● Work required: Copy out the data below with each "flower petal" changed to "petal", and leave everything else as it is.

● Dataset entries:

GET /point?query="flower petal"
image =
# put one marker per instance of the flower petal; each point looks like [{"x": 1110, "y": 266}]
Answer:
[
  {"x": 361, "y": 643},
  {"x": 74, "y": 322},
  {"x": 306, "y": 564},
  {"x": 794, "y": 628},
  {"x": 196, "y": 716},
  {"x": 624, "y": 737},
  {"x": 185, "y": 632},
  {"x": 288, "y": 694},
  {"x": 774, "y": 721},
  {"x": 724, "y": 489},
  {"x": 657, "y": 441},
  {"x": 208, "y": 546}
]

● Correct response:
GET /point?query="petal"
image =
# put one marker per instance of the petal; each point looks like [{"x": 1110, "y": 266}]
Answer:
[
  {"x": 361, "y": 643},
  {"x": 74, "y": 322},
  {"x": 306, "y": 564},
  {"x": 794, "y": 628},
  {"x": 196, "y": 716},
  {"x": 624, "y": 737},
  {"x": 185, "y": 632},
  {"x": 288, "y": 694},
  {"x": 774, "y": 721},
  {"x": 724, "y": 489},
  {"x": 657, "y": 441},
  {"x": 208, "y": 546}
]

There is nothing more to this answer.